Reproduce every line of the material that opens with the line containing "on the black" and closes with the line containing "136), (288, 181)]", both ends included. Rescale only the pixel coordinates given as answers by multiplying each by 1.85 and rounding to a whole number with halves going up, and leave all other numbers unchanged.

[Record excerpts]
>> begin
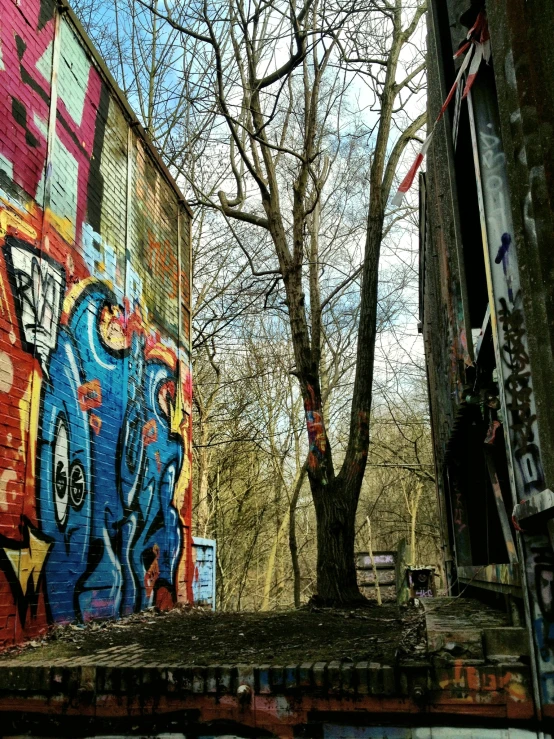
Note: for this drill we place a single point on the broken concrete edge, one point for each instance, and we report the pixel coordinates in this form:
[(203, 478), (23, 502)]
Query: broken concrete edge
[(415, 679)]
>> end
>> begin
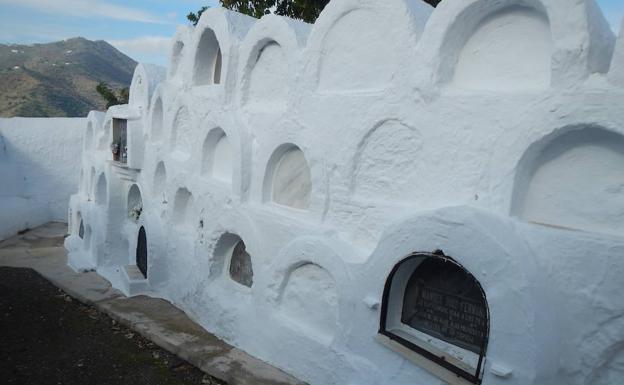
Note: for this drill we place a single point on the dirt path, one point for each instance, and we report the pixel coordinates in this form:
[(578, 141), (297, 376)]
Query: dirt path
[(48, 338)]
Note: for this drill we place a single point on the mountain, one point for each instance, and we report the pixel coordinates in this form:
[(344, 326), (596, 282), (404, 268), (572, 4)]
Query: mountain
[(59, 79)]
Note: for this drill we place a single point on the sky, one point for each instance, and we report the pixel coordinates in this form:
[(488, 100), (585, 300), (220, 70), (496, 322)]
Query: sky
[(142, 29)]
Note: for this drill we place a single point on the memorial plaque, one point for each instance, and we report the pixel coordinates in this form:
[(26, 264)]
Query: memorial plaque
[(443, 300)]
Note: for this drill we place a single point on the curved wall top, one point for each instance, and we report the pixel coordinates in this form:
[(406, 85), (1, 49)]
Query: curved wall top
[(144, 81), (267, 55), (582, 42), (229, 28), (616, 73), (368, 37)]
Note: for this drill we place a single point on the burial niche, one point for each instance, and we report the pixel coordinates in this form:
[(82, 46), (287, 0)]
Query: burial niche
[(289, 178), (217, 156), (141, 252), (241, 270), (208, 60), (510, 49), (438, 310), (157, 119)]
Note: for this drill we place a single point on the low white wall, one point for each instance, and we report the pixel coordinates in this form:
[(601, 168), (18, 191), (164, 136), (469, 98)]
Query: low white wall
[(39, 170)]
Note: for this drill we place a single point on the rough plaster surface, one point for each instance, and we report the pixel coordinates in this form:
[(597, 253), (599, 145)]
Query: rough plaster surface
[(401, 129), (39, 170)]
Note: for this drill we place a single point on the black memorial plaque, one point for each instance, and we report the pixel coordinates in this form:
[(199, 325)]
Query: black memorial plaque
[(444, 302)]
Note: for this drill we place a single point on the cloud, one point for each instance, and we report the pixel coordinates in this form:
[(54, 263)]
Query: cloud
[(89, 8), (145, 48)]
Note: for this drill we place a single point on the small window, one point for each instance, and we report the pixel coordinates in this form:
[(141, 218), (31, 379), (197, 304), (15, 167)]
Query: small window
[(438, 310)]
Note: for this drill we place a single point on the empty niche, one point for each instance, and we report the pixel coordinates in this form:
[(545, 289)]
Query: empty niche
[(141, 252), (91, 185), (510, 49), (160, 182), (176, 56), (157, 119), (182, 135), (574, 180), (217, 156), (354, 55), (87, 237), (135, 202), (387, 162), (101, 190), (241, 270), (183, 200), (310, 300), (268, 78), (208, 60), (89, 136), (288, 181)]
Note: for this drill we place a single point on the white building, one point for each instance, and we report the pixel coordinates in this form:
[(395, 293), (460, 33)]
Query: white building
>> end
[Solution for this problem]
Note: for this drill we place a single point on the black memorial plaque, one point for each instance, and we report the pixel coordinates in this form:
[(199, 325)]
Query: black memorial plaque
[(821, 559)]
Note: for this drill we place a single point on the cloud, one point for each instance, and we report the pixel coordinates in this form:
[(54, 263)]
Query: cloud
[(165, 15), (268, 89)]
Note: for this drill we place a single point on the small window, one point for each instance, and we report the pixel coordinates in this form:
[(141, 218), (31, 379), (197, 304), (15, 167)]
Query: small window
[(810, 574)]
Note: for this drill we place a single point on the empty niche, one point for each instance, and we report the pixel coordinates in this form:
[(545, 289)]
Query: empty niche
[(261, 466), (168, 342), (944, 91), (296, 337), (326, 104), (290, 220), (337, 250), (1062, 333), (401, 289), (655, 102), (161, 438), (250, 374), (716, 300), (187, 352), (446, 500), (339, 370), (574, 555), (496, 144), (385, 111), (165, 252), (533, 335)]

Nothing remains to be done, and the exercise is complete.